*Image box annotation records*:
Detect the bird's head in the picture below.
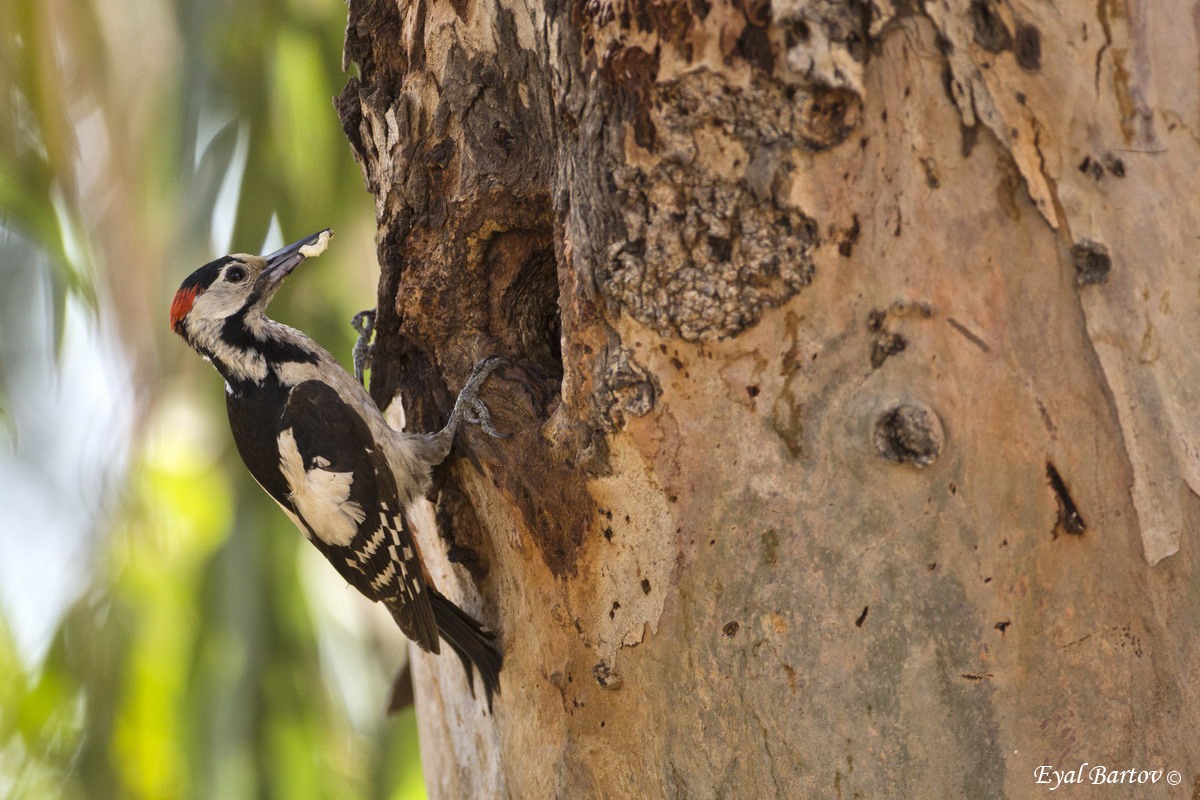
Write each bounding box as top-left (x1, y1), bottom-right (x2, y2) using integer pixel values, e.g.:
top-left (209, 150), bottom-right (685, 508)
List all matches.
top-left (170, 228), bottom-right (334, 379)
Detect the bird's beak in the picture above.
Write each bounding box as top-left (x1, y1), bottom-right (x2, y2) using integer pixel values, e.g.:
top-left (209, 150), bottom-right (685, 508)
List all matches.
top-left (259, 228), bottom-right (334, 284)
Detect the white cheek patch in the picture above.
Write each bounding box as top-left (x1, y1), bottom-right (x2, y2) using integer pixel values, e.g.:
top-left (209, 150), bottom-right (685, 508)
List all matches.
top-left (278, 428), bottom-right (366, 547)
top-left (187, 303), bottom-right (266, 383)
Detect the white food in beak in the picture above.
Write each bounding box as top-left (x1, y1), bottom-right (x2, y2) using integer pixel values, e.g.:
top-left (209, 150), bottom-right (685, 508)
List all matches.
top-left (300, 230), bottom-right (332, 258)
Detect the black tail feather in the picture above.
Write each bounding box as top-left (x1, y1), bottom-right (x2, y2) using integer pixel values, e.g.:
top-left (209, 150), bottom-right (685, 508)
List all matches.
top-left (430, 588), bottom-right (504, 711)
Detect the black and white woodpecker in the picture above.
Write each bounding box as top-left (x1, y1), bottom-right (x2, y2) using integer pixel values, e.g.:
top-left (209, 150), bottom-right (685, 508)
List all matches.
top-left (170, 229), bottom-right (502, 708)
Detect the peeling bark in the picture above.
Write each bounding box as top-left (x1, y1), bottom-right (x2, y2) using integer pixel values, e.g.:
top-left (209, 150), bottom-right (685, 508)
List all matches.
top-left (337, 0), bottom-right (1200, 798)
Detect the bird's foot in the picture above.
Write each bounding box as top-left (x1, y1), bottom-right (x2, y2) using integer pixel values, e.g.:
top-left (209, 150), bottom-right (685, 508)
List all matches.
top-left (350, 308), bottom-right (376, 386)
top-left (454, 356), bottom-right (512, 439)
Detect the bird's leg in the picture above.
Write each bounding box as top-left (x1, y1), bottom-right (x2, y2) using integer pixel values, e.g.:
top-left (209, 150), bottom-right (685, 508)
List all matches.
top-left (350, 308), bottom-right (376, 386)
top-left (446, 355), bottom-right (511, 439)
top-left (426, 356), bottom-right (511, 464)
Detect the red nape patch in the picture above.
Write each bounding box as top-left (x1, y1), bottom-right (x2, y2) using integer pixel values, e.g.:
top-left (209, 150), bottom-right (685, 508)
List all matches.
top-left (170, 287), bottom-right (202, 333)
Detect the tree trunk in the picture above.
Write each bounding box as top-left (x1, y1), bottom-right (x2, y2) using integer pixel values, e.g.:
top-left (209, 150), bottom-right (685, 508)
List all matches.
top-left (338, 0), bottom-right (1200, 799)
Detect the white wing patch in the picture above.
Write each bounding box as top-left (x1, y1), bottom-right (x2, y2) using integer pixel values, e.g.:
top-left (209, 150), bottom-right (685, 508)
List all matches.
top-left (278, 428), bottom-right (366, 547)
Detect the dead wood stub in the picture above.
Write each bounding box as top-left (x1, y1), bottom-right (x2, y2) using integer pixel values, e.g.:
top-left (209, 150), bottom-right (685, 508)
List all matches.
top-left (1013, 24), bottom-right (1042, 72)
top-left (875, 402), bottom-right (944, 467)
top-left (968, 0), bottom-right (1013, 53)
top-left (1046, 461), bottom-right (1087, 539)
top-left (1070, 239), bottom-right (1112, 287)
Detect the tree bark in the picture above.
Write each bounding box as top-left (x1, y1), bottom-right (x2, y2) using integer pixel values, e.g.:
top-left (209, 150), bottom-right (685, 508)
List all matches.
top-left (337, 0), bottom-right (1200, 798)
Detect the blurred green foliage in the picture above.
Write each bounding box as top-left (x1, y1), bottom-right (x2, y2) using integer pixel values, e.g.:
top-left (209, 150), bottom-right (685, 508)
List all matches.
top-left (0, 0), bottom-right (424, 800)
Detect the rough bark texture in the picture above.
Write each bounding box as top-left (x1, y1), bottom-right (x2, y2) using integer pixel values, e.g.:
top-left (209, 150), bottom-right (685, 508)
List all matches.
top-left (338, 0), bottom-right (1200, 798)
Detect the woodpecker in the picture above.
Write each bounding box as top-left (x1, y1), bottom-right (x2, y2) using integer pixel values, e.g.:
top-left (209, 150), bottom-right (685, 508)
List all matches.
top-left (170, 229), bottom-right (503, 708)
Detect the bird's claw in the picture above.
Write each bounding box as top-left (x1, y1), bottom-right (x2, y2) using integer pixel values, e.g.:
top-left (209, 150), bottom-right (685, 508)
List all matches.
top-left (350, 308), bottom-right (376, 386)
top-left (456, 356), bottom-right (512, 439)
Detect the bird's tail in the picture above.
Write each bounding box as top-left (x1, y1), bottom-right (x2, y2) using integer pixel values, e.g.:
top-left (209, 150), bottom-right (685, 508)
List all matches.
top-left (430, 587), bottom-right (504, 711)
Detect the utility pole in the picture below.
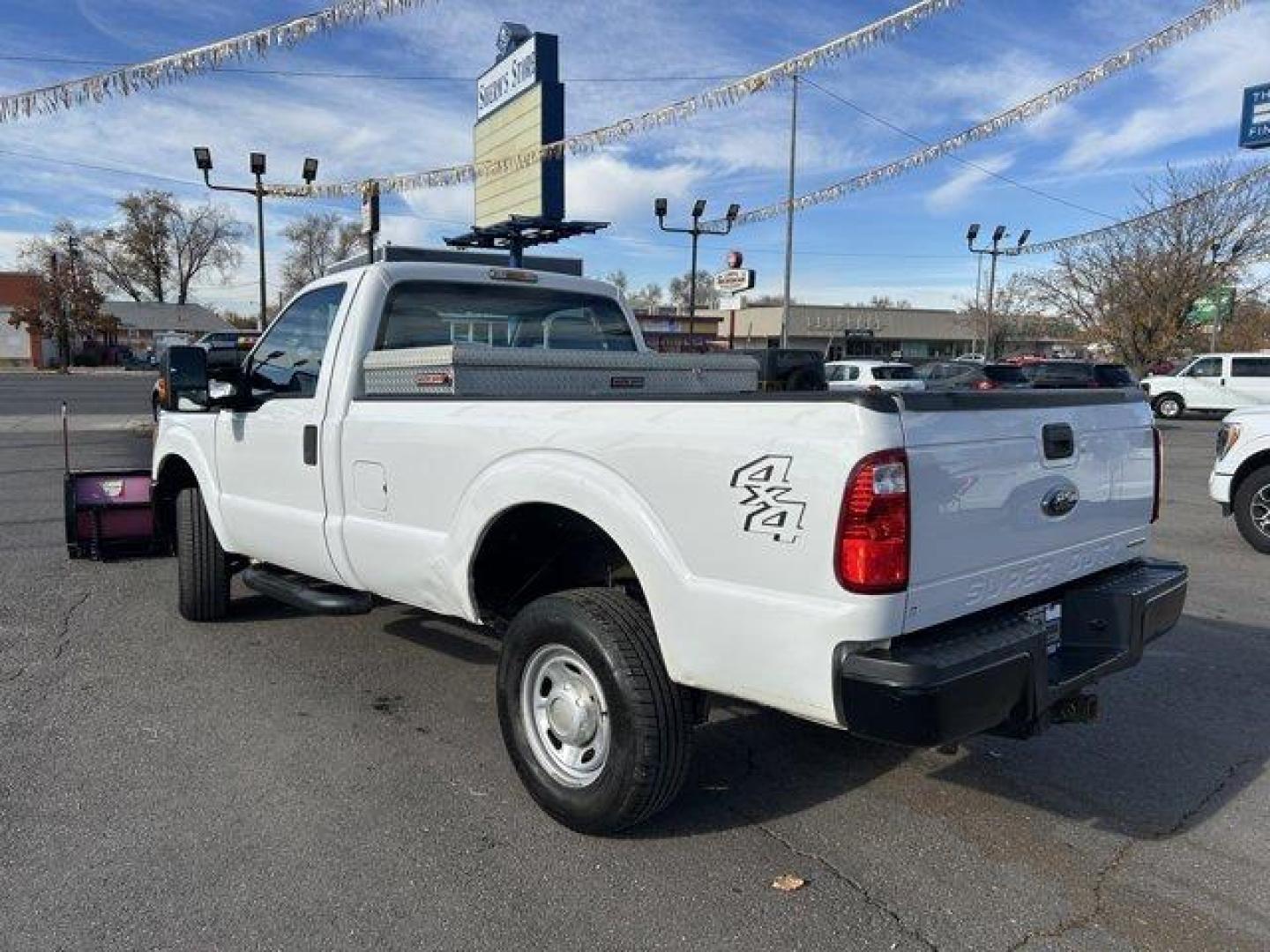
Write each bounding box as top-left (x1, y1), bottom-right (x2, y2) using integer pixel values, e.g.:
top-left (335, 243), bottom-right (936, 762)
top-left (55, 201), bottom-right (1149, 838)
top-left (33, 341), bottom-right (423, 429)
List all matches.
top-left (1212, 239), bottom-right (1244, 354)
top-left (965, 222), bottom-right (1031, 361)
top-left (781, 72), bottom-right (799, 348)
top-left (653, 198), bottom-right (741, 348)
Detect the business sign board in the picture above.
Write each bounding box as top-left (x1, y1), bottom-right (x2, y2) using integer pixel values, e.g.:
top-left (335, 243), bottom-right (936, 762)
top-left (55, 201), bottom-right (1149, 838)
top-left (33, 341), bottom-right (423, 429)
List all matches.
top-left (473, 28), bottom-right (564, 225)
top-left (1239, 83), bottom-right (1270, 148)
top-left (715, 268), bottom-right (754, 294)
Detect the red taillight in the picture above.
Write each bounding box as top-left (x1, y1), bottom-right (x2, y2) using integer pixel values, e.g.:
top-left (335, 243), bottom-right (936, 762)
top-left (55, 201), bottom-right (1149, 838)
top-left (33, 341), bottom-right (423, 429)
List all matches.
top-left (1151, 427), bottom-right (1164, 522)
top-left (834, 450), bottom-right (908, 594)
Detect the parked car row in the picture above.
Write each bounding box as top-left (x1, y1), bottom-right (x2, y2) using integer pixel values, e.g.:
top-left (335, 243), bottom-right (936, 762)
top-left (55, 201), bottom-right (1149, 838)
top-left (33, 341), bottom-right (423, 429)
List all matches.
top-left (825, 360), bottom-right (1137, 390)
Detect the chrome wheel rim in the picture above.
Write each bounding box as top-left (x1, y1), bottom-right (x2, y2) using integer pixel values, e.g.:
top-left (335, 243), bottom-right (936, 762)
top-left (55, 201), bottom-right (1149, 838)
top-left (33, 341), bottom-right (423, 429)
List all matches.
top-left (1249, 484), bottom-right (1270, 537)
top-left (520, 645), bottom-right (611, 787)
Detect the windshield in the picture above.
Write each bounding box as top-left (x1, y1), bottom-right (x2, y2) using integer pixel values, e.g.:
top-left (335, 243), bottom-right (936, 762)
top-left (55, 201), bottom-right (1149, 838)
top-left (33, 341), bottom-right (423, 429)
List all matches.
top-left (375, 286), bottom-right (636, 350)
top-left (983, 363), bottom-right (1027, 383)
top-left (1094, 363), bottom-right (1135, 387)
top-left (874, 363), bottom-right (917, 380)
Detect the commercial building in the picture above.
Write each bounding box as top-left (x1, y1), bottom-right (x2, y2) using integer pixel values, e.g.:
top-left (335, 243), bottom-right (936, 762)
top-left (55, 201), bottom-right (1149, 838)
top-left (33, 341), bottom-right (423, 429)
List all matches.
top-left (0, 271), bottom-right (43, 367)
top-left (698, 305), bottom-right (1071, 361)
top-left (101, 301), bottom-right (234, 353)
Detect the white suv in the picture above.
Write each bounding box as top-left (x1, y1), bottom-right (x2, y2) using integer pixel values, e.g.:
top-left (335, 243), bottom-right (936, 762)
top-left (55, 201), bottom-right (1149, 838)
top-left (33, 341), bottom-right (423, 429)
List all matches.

*INSTRUCTIONS TO FOLLOW*: Put the lines into a JSON list of strings, one string per line with blank lines left out, starting at the line that contains "Detect the windshield in the picture above." and continuing through the last line.

*TASK OUTPUT*:
[
  "Detect the windshield in the picture above.",
  "Write each bounding box as top-left (x1, y1), bottom-right (x2, y2) using integer pixel values, e.g.:",
  "top-left (335, 243), bottom-right (936, 762)",
  "top-left (55, 201), bottom-right (1149, 838)",
  "top-left (33, 341), bottom-right (423, 429)",
  "List all matches.",
  "top-left (375, 286), bottom-right (636, 350)",
  "top-left (983, 363), bottom-right (1027, 383)",
  "top-left (1094, 363), bottom-right (1135, 387)",
  "top-left (874, 363), bottom-right (917, 380)",
  "Detect the commercial building in the picture above.",
  "Write each bounding box as top-left (x1, y1), bottom-right (x2, y2) using integer pixel values, e.g.:",
  "top-left (335, 243), bottom-right (936, 762)",
  "top-left (55, 201), bottom-right (1149, 838)",
  "top-left (33, 341), bottom-right (423, 429)",
  "List all matches.",
  "top-left (0, 271), bottom-right (43, 367)",
  "top-left (698, 305), bottom-right (1071, 361)",
  "top-left (101, 301), bottom-right (234, 353)",
  "Detect the white suv in the picture above.",
  "Write each bounding box as top-left (x1, y1), bottom-right (x2, y2) using integer pixel values, e.g.:",
  "top-left (335, 243), bottom-right (936, 762)",
  "top-left (55, 201), bottom-right (1149, 838)",
  "top-left (33, 341), bottom-right (423, 429)",
  "List all matches."
]